*** Block opens ***

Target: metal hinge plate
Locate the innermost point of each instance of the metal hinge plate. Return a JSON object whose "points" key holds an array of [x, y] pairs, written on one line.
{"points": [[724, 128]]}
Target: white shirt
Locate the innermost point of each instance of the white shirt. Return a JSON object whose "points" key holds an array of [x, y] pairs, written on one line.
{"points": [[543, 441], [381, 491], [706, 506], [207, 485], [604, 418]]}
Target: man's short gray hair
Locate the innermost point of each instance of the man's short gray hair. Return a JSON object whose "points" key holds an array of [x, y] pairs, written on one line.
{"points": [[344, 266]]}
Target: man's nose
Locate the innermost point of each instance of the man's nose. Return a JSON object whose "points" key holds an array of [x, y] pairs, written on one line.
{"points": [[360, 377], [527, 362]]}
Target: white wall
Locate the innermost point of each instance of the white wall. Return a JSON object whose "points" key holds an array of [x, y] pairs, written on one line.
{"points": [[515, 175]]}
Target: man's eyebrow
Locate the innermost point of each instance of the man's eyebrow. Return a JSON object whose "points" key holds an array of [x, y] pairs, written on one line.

*** Block closes ***

Activity
Once you have read the data above, print all of it again exactly.

Answer box
Target: metal hinge plate
Locate the innermost point of each instance of the metal hinge plate. Return a JSON object whose "points" key holds an array of [x, y] pairs, written on one line.
{"points": [[724, 128]]}
Target: white shirt
Locate the innermost point of each instance of the white shirt. Return a JSON object whose "points" key holds an array of [x, y] pairs, written on one line.
{"points": [[543, 441], [381, 491], [706, 506], [207, 485], [604, 418]]}
Target: man's short gray hair
Locate the innermost point of each instance of the man's short gray hair. Return a JSON object whose "points" key holds an array of [x, y] pairs, written on one line.
{"points": [[344, 266]]}
Target: man's nose
Locate the innermost point of each instance of the man's nose. Return a JSON object whose "points" key holds an array of [x, y] pairs, written on one line.
{"points": [[360, 377], [527, 362]]}
Target: white wall
Locate the innermost point of each instance of the white wall. Return a JSON object whose "points" key holds an array of [x, y] pairs, written on one line.
{"points": [[515, 175]]}
Target: man's eyebrow
Locate the innermost point of each instance of the man's eyebrow. Return a JSON object whose "points" key holds an array of [x, y] pairs, written on one line.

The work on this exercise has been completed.